▸ Reading text
>> START

PRACTICING
ANTHROPOLOGY WITHOUT A LICENSE
Sam Smith
A SPEECH DELIVERED
TO THE 100TH ANNIVERSARY CONFERENCE
OF THE BERKELEY SCHOOL OF ANTHROPOLOGY
Ever since I got the invitation
to speak to you all I have been bragging because to an anthropology
BA this is a bit like an ex-con being asked to address a conference
of the American Bar Association.
At a seminal moment in my career
planning - which is to say around sophomore year - the sainted
Cora Dubois wrote of my analysis of the Nagas, "This is
pretty good journalism but it is bad anthropology," revealing
a disorder which, as you may notice, plagues me yet.
Part of what had attracted me to
anthropology in the first place was a search for a society that
would find my personal traits and rituals acceptable enough for
membership. Like, I suspect, many real anthropologists, I was
a subculture of one looking for my lost tribe.
I began this search for the lost
tribe of Sams at an unusually early age thanks to the fact that
my school - Germantown Friends in Philadelphia -was one of only
two high schools in the country that offered a course in anthropology.
And in ninth grade.
At this precise moment of teenage
alienation and confusion, the school offered the reverse of a
Pandora's box, for when opened, anthropology freed not evil but
hope and possibility, leaving locked safely inside the myth of
the single, homogeneous cultural answer.
In the middle of the stolid, segregated,
monolithic 1950s, Howard Platt showed us a new way to look at
the world. And what a wonderful world it was. Not the stultifying
world of our parents, not the monochromatic world of our neighborhood,
not the boring world of 9th grade, but a world of fantastic options,
a world in which people got to cook, eat, shelter themselves,
have sex, dance and pray in an extraordinary variety of ways.
Mr. Platt did not exorcise racism,
and he did not teach ethnic harmony, cultural sensitivity, the
regulation of diversity, or the morality of non-prejudiced behavior.
He didn't need to. He taught something far more important. Mr
. Platt opened a world of variety, not for us to fear but to
learn about, appreciate and enjoy. It was not a problem, but
a gift.
Of course, one of the difficulties
with a school that teaches such things is that you can come to
think the rest of education is like that, an assumption of which
I was quickly disabused at Harvard U. Whatever intelligence I
possessed did not seem the sort required to excel at Harvard.
Long afterwards I would figure out that much of what Harvard
was about was a giant game of categories, in which real people,
real events and real phenomena were assigned to fictitious groupings
such as the Enlightenment, the Industrial Revolution, or the
Freudian Tradition.
If you were brazen enough to examine
evidence with as few paradigms and as many questions as possible
-- in short to use one's innate capacity to imagine, to dream
and to speculate -- you risked being regarded as ignorant, or
at least odd. In Harvard's cataloging system, the accidental,
the chaotic, the imagined, the malevolent, the culturally unfamiliar,
and the unique often got misplaced. I would later learn that
Washington wasn't much different: education was something one
received, rehearsed, and regurgitated. You didn't play with it,
experiment with it, and you certainly didn't make it your own.

>> END

▸ Exercises to complete
A – In the anthropology speech, which school did the speaker attend that offered a course in anthropology?
B – For each statement, decide whether it agrees with the anthropology speech. Answer yes or no and quote the deciding words. (i) Cora Dubois judged the speaker's analysis of the Nagas to be good anthropology. (ii) The anthropology course at the speaker's school was taught in ninth grade. (iii) Howard Platt taught ethnic harmony.
C – Proceed with the anthropology speech from the point where it stops.

▸ Object pointing dataset rows
>> START

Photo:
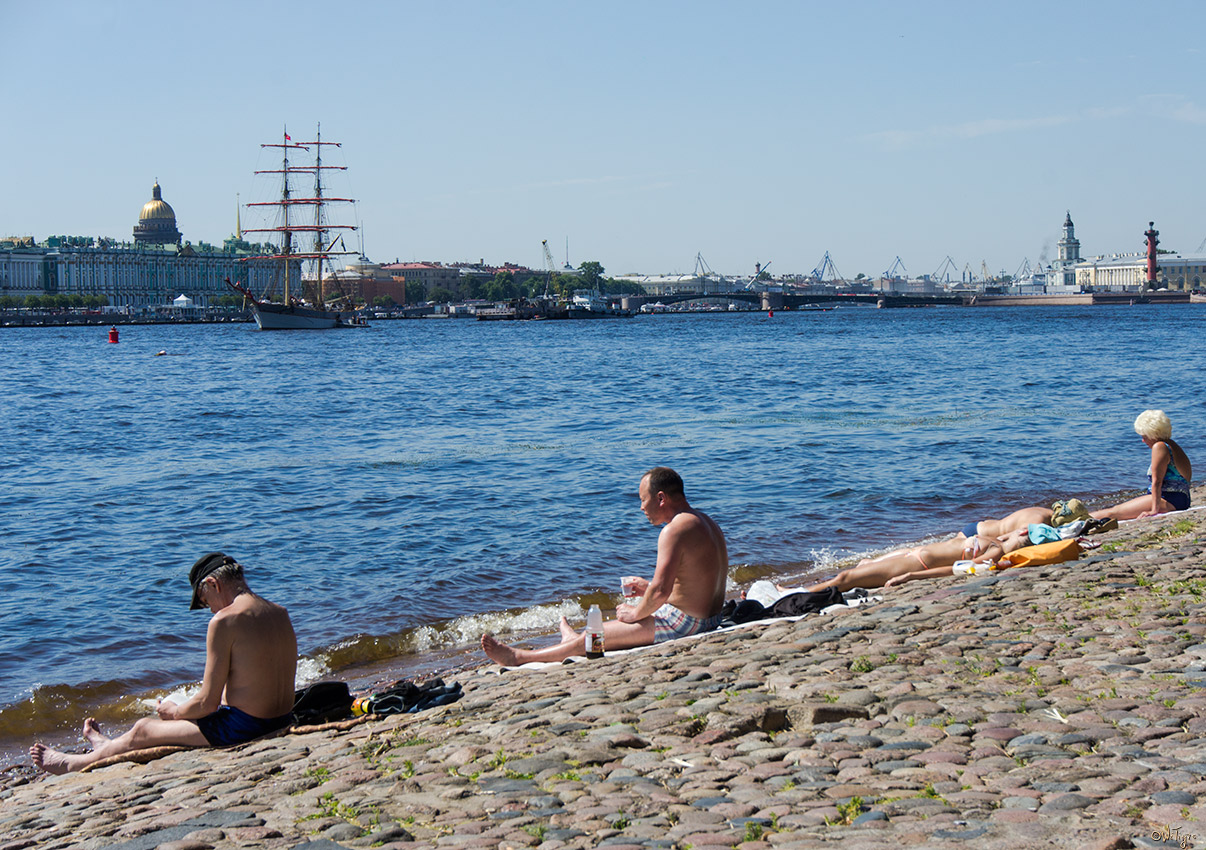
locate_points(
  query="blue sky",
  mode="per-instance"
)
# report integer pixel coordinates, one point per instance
(644, 133)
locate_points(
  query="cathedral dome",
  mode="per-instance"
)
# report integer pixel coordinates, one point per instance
(157, 222)
(157, 207)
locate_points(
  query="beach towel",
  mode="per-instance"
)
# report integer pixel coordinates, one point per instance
(1043, 554)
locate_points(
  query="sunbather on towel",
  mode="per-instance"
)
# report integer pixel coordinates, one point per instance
(247, 691)
(929, 561)
(684, 597)
(1018, 519)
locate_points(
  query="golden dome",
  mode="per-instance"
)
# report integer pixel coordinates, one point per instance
(157, 223)
(157, 207)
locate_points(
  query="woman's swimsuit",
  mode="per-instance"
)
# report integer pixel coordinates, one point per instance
(1174, 488)
(229, 726)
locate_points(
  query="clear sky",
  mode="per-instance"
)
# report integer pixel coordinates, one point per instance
(643, 133)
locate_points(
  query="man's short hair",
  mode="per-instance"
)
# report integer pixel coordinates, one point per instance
(222, 567)
(663, 480)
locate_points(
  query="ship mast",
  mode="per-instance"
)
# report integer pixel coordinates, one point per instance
(287, 246)
(318, 241)
(292, 226)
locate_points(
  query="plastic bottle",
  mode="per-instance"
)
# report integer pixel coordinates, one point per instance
(595, 633)
(964, 568)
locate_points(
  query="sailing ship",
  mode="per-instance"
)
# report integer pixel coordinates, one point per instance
(300, 221)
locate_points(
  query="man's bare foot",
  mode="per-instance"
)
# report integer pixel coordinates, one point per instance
(93, 734)
(52, 761)
(567, 631)
(498, 652)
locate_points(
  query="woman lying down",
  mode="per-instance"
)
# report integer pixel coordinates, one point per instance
(931, 561)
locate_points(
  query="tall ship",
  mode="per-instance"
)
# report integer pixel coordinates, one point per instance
(300, 233)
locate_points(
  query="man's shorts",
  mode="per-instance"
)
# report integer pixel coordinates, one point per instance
(669, 622)
(229, 726)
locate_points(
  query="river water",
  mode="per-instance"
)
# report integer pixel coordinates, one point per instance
(405, 487)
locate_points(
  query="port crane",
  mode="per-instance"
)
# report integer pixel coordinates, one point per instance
(757, 270)
(947, 267)
(826, 265)
(548, 264)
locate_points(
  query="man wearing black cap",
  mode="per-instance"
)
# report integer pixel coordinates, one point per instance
(247, 691)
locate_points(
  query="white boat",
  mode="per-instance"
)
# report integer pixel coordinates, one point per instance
(590, 304)
(292, 312)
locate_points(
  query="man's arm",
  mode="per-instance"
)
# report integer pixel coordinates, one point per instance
(218, 643)
(669, 555)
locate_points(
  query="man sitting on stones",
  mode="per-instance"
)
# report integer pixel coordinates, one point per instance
(683, 598)
(247, 691)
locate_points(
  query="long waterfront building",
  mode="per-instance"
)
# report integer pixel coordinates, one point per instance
(141, 274)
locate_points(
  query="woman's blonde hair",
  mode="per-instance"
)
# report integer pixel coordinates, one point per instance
(1153, 425)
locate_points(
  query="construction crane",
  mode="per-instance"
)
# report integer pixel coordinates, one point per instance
(757, 270)
(548, 264)
(826, 267)
(944, 269)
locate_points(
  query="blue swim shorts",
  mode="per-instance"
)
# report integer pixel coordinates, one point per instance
(229, 726)
(669, 622)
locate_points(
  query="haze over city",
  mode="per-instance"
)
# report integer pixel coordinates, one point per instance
(640, 133)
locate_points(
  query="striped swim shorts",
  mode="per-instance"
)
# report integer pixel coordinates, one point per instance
(669, 622)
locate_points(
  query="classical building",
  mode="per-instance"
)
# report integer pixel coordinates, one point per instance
(1128, 273)
(429, 275)
(151, 271)
(1061, 274)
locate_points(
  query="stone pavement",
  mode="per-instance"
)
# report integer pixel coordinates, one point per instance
(1048, 707)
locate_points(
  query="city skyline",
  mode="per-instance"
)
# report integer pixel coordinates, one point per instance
(642, 134)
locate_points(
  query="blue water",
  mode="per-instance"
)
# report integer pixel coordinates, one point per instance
(404, 487)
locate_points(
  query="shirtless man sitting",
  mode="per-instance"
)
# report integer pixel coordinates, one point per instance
(683, 598)
(247, 691)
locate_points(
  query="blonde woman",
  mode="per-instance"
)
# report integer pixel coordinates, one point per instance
(1170, 472)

>> END

▸ Answers provided
A – Germantown Friends in Philadelphia.

B –
(i) No: "This is pretty good journalism but it is bad anthropology"
(ii) Yes: "And in ninth grade."
(iii) No: "he did not teach ethnic harmony"

C –
If I had chosen one of the conventional
majors, I might never have made it through. Fortunately, or inevitably,
I found my way -- academically and geographically -- to a backwater
of the university: the anthropology department, which lived like
an Amazonian tribe well off the main campus in the dusty, dim
recesses of the Peabody Museum. Out of some four thousand undergraduates,
only about 20 majored in anthropology, five of them former students
of Howard Platt. To be sure, there were plenty of Principles,
Theories, and Categories, but the greater time was spent on observation
and reporting, not so far removed from my journalistic interests.
Further, once among the artifacts stored with faded labels in
long, ancient, wood rimmed cases, or passing a canoe or totem
pole en route to class, you felt distinctly free of Harvard,
fully liberated from the Major Ideas of Western Civilization.
In those dark corridors was the path to a world of variety and
exploration, a field trip into all that lay beyond Harvard Square.
Now I had no intention of actually
becoming an anthropologist. There were practical problems such
as a sybaritic streak that made unappealing the thought of living
months with strangers and without radio, bars, or jazz.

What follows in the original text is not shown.